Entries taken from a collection
/---

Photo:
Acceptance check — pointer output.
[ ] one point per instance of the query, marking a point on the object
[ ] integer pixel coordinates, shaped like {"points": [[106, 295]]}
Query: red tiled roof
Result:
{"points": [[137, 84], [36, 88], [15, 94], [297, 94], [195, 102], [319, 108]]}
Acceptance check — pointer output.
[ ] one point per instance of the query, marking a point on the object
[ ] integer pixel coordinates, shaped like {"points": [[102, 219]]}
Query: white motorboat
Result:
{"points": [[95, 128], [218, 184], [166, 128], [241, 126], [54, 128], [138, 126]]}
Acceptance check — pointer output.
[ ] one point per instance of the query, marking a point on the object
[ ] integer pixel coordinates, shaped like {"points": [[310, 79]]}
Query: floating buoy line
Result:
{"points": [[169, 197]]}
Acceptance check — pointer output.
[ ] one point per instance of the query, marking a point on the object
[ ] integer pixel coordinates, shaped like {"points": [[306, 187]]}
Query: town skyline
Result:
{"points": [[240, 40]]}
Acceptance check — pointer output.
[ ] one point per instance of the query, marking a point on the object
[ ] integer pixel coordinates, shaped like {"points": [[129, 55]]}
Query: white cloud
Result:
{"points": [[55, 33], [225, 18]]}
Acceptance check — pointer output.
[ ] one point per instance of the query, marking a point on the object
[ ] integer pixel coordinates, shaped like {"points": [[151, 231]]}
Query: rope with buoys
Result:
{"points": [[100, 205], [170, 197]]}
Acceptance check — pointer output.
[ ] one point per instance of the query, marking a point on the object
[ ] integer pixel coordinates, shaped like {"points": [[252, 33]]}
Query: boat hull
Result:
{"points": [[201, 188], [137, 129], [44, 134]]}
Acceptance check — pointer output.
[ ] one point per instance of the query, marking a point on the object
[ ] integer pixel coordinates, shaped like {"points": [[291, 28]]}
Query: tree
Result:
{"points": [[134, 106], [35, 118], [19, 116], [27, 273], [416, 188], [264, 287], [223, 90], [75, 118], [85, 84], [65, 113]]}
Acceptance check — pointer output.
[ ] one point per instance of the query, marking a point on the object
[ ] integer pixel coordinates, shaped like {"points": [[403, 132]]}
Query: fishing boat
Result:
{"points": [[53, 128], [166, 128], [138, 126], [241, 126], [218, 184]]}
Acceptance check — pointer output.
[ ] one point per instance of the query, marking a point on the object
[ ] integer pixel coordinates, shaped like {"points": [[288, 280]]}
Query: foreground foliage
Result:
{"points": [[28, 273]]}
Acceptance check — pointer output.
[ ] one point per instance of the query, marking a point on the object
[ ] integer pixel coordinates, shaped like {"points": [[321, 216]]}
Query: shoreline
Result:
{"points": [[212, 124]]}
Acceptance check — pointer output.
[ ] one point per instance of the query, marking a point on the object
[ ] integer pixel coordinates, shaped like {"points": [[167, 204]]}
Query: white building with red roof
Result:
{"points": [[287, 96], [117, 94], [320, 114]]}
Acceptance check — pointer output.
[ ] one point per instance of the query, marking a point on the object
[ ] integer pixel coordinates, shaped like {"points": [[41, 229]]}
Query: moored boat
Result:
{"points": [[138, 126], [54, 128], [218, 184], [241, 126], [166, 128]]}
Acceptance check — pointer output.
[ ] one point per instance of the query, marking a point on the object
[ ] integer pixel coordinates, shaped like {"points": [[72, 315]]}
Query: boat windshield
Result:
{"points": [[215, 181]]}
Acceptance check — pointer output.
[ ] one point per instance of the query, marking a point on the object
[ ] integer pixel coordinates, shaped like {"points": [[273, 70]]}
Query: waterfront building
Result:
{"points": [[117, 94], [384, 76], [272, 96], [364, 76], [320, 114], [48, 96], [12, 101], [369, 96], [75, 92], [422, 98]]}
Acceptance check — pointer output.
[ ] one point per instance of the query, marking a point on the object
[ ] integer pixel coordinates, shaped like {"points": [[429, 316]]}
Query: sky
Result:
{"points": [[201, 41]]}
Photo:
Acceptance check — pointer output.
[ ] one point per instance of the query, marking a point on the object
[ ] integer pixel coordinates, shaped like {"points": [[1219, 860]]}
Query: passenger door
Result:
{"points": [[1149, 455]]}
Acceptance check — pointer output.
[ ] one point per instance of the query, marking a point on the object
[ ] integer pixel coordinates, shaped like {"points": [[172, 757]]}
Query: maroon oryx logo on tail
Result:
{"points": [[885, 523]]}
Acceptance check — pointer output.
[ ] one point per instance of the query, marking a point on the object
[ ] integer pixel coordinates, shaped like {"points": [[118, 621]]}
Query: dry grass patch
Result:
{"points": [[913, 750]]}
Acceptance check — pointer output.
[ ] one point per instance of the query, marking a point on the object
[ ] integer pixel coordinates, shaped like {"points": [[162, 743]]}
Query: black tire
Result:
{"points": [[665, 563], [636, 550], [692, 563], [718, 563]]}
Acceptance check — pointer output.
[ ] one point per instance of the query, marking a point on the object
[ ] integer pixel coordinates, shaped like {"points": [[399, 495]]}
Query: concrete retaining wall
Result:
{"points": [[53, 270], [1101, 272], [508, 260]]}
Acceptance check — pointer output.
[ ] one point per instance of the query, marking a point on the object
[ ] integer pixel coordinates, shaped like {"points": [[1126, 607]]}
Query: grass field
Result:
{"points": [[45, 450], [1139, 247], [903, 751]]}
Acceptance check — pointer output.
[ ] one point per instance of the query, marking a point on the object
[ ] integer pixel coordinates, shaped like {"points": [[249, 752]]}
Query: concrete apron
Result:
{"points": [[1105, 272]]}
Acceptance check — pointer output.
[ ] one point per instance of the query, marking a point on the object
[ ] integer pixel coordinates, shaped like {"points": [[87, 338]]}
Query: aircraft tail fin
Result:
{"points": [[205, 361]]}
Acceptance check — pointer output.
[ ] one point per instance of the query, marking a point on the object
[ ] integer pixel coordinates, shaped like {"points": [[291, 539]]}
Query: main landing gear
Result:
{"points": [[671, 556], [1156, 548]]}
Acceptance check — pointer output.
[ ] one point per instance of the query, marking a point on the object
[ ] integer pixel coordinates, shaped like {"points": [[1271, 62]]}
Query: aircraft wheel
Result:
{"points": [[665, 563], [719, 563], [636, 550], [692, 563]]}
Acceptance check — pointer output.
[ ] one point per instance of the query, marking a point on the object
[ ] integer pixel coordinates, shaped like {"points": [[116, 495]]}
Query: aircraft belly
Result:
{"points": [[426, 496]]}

\---

Restate all of the entries exactly, please.

Photo:
Acceptance check — pointer output.
[ ] one point per instance of the query, marking a point on the object
[ ] integer pixel coordinates, shaped like {"points": [[106, 295]]}
Query: red tiled roof
Result:
{"points": [[137, 84], [36, 88], [15, 94], [297, 94], [195, 102], [319, 108]]}
Acceptance check — pointer output.
[ ] one point per instance of the query, marking a point on the object
[ ] integer pixel coordinates, shaped like {"points": [[102, 219]]}
Query: white motorboat
Result:
{"points": [[95, 128], [218, 184], [166, 128], [241, 126], [54, 128], [138, 126]]}
Acceptance check — pointer output.
[ ] one point per instance of the query, marking a point on the object
[ ] integer pixel coordinates, shaped like {"points": [[310, 79]]}
Query: floating buoy line
Result:
{"points": [[169, 197]]}
Acceptance check — pointer output.
[ ] one point per instance of the query, marking a point on the object
[ ] integer pixel coordinates, shaped like {"points": [[306, 187]]}
Query: town skyline
Result:
{"points": [[240, 40]]}
Acceptance check — pointer output.
[ ] one point per instance of the query, marking a point on the object
[ ] integer pixel coordinates, shaped like {"points": [[129, 55]]}
Query: white cloud
Result:
{"points": [[55, 33], [225, 18]]}
Acceptance check — pointer output.
[ ] one point per instance of the query, marking a point on the object
[ ] integer pixel coordinates, shaped like {"points": [[151, 231]]}
Query: rope with buoys
Result:
{"points": [[100, 205], [170, 197]]}
Acceptance check — pointer output.
[ ] one point per instance of the query, marking a point on the object
[ ] integer pixel coordinates, shaped like {"points": [[252, 33]]}
Query: boat hull
Result:
{"points": [[201, 188], [137, 129], [44, 134]]}
Acceptance check — pointer output.
[ ] one point per instance of the query, marking a point on the object
[ ] integer pixel coordinates, shaped like {"points": [[291, 28]]}
Query: tree
Result:
{"points": [[134, 106], [35, 118], [19, 116], [27, 273], [416, 188], [264, 287], [223, 90], [75, 118], [85, 84], [65, 113]]}
Acceptance check — pointer output.
[ ] one point per instance of the query, marking a point on the object
[ ] integer pixel coordinates, shaped like {"points": [[403, 132]]}
Query: fishing boat
Result:
{"points": [[53, 128], [166, 128], [138, 126], [241, 126], [218, 184]]}
Acceptance check — pointer output.
[ ] one point per instance of the query, marking a point on the object
[ ] integer pixel coordinates, shaped like {"points": [[288, 280]]}
Query: foreground foliage
Result:
{"points": [[28, 273]]}
Acceptance check — pointer output.
[ ] one point per instance of the query, marking a point on the object
[ ] integer pixel coordinates, shaped like {"points": [[321, 216]]}
Query: shoreline
Result:
{"points": [[212, 124]]}
Acceptance check — pointer output.
[ ] one point per instance of the query, marking a point on the object
[ ] integer pixel coordinates, shaped like {"points": [[167, 204]]}
Query: white building with red roof
Result:
{"points": [[287, 96], [117, 94], [320, 114]]}
Acceptance check — pointer output.
[ ] one point per instance of the query, marking a point on the object
[ ] integer pixel coordinates, shaped like {"points": [[41, 229]]}
Query: moored boat
Result:
{"points": [[138, 126], [54, 128], [218, 184], [241, 126], [166, 128]]}
Acceptance check — pointer output.
[ ] one point per instance of the query, marking a point on the object
[ ] integer pixel coordinates, shaped like {"points": [[72, 315]]}
Query: boat windshield
Result:
{"points": [[215, 181]]}
Acceptance check — pointer output.
[ ] one point per instance of the query, marking a point on the object
[ ] integer pixel coordinates, shaped like {"points": [[273, 70]]}
Query: waterfront building
Result:
{"points": [[117, 94], [384, 76], [272, 96], [364, 76], [320, 114], [48, 96], [12, 101], [369, 96], [75, 92], [422, 98]]}
Acceptance check — pointer output.
[ ] one point per instance of the query, marking a point on the object
[ ] integer pixel coordinates, shaped like {"points": [[429, 316]]}
Query: sky
Result:
{"points": [[201, 41]]}
Photo:
Acceptance check — pointer output.
[ ] one point per instance of the query, marking a point on the object
[ ] integer pixel coordinates, shaped like {"points": [[1219, 860]]}
Query: passenger door
Result:
{"points": [[1149, 455]]}
Acceptance check — pointer output.
[ ] one point per instance of the query, marking a point on the object
[ ] integer pixel coordinates, shaped like {"points": [[172, 757]]}
Query: maroon oryx logo on tail
Result:
{"points": [[885, 523]]}
Acceptance check — pointer output.
[ ] one point per instance of the query, marking a point on the object
[ ] integer pixel coordinates, shaped like {"points": [[118, 621]]}
Query: dry grass patch
Result:
{"points": [[913, 750]]}
Acceptance check — pointer output.
[ ] one point per instance of the query, marking a point on the object
[ ] integer pixel coordinates, shaped like {"points": [[162, 743]]}
Query: black tire
Result:
{"points": [[665, 563], [636, 550], [692, 563], [718, 563]]}
Acceptance check — pointer output.
[ ] one point per instance of the query, marking a point on the object
[ ] integer pixel coordinates, shaped like {"points": [[399, 495]]}
Query: concrete retaining wall
Result:
{"points": [[53, 270], [1101, 272], [508, 260]]}
Acceptance check — pointer output.
[ ] one point per instance of the query, marking a point on the object
[ ] integer pixel coordinates, shaped like {"points": [[1126, 607]]}
Query: grass field
Result:
{"points": [[45, 450], [1139, 247], [903, 751]]}
Acceptance check — pointer output.
[ ] one point per instance of the query, marking a point on the object
[ ] integer pixel coordinates, shaped like {"points": [[249, 752]]}
Query: concrete apron
Result:
{"points": [[1105, 272]]}
Acceptance check — pointer output.
[ ] one point per instance of the query, marking a point on the object
[ ] integer pixel coordinates, shaped like {"points": [[87, 338]]}
Query: aircraft tail fin
Result:
{"points": [[205, 361]]}
Acceptance check — pointer output.
[ ] one point per instance of the query, marking a point on the object
[ ] integer pixel coordinates, shaped like {"points": [[291, 539]]}
Query: main landing gear
Result:
{"points": [[671, 556], [1156, 548]]}
Acceptance check — pointer output.
[ ] one point per instance of the query, marking a point on the object
[ ] integer pixel coordinates, shaped like {"points": [[1271, 62]]}
Query: aircraft wheel
Result:
{"points": [[665, 563], [719, 563], [636, 550], [692, 563]]}
Acceptance check — pointer output.
[ ] one point per instance of the query, marking a point on the object
[ ] integer pixel coordinates, shaped like {"points": [[116, 495]]}
Query: aircraft belly
Result:
{"points": [[426, 496]]}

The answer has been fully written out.